Bob Owen for The New York Times
David Robinson, a basketball player, is a benefactor of the Carver Community Cultural Center.

The strain on Ms. Long and the Carver has to do with the problem of what happens to a small institution when it faces the kind of change that the Robinson gift has engendered. There is no precedent in the Carver's history for the kind of fund-raising, money management, land acquisition or capital construction required by the new project.

The general situation is complicated by the Carver's idiosyncrasies: its historical significance to San Antonio's black population (less than 8 percent of the city's approximately 1 million people), its current significance to the poor and underserved area where it stands and its unusual relationship to the city government, which finances more than half of its budget through the city's social services arm, the Department of Community Initiatives.

The city would ultimately like to trim its financing of the Carver, but any moves along these lines have been successfully fought by the local community, and Ms. Long, who say the city pays far too little attention to the east side as it is.

The Carver is the east side landmark, a place where the likes of Ella Fitzgerald and Paul Robeson performed. It began life in the early part of the century as a segregated library and meeting hall; the current building, erected in 1929, has an inscription over the side door identifying it as the "colored branch" of the San Antonio library.

### Exercise input

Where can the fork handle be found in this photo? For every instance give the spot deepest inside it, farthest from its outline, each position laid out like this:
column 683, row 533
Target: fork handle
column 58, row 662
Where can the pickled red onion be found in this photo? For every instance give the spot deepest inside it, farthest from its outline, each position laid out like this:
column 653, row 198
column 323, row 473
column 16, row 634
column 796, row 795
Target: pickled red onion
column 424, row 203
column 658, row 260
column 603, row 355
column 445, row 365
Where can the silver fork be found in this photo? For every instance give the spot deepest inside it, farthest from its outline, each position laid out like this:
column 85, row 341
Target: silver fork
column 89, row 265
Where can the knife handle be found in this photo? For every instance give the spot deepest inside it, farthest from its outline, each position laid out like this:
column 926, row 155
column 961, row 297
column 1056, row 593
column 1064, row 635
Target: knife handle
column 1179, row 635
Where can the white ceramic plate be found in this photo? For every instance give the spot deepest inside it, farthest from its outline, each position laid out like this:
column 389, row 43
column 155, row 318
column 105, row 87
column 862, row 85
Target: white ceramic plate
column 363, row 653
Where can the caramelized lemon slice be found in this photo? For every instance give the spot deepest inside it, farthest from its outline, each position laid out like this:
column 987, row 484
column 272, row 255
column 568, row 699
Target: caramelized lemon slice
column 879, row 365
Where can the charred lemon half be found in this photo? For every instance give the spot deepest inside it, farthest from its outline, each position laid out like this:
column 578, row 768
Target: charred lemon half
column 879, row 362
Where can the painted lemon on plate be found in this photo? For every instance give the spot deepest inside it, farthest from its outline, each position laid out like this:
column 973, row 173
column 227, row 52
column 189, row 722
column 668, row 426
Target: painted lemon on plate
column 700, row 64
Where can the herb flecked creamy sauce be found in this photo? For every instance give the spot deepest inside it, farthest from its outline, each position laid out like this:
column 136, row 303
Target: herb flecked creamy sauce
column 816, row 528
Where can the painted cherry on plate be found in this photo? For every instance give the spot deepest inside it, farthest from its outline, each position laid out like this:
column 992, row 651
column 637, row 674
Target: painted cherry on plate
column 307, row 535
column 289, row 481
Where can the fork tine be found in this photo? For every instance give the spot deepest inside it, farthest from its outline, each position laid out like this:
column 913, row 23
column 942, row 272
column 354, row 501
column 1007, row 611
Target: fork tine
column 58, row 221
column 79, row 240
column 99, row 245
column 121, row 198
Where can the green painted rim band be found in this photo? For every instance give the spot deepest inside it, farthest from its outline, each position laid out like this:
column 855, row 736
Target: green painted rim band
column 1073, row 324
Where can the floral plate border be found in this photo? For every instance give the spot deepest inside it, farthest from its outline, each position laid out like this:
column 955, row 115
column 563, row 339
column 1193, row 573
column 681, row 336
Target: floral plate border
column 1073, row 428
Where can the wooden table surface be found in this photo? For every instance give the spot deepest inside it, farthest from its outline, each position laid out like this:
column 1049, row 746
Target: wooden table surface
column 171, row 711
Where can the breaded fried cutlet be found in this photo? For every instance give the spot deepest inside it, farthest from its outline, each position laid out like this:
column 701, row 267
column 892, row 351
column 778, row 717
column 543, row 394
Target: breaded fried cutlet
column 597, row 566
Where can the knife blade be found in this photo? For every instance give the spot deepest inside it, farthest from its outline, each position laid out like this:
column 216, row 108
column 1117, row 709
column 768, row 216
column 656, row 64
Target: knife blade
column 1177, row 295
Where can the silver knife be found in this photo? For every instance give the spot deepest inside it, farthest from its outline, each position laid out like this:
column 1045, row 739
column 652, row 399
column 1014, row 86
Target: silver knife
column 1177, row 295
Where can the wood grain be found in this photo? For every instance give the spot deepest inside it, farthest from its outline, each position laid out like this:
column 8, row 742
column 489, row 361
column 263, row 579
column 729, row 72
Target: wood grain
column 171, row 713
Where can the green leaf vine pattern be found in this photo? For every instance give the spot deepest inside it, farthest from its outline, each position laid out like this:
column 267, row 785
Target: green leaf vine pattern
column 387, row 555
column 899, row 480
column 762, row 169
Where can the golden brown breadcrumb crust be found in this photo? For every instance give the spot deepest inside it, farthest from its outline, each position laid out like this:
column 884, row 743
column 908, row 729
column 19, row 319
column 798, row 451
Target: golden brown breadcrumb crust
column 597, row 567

### What this exercise asks
1: Name every person mentioned in the passage about the Carver Community Cultural Center.
2: Copy out, word for word, the lines of the listing that begin at the line containing "Where can the painted cherry" and end with the line containing "column 307, row 535", including both of those lines.
The listing is unrelated to the passage about the Carver Community Cultural Center.

### Solved problems
1:
Bob Owen
David Robinson
Ms. Long
Ella Fitzgerald
Paul Robeson

2:
Where can the painted cherry on plate be found in this photo? For every instance give the spot deepest inside it, farthest from its outline, each position laid out like this:
column 992, row 651
column 637, row 674
Target: painted cherry on plate
column 307, row 535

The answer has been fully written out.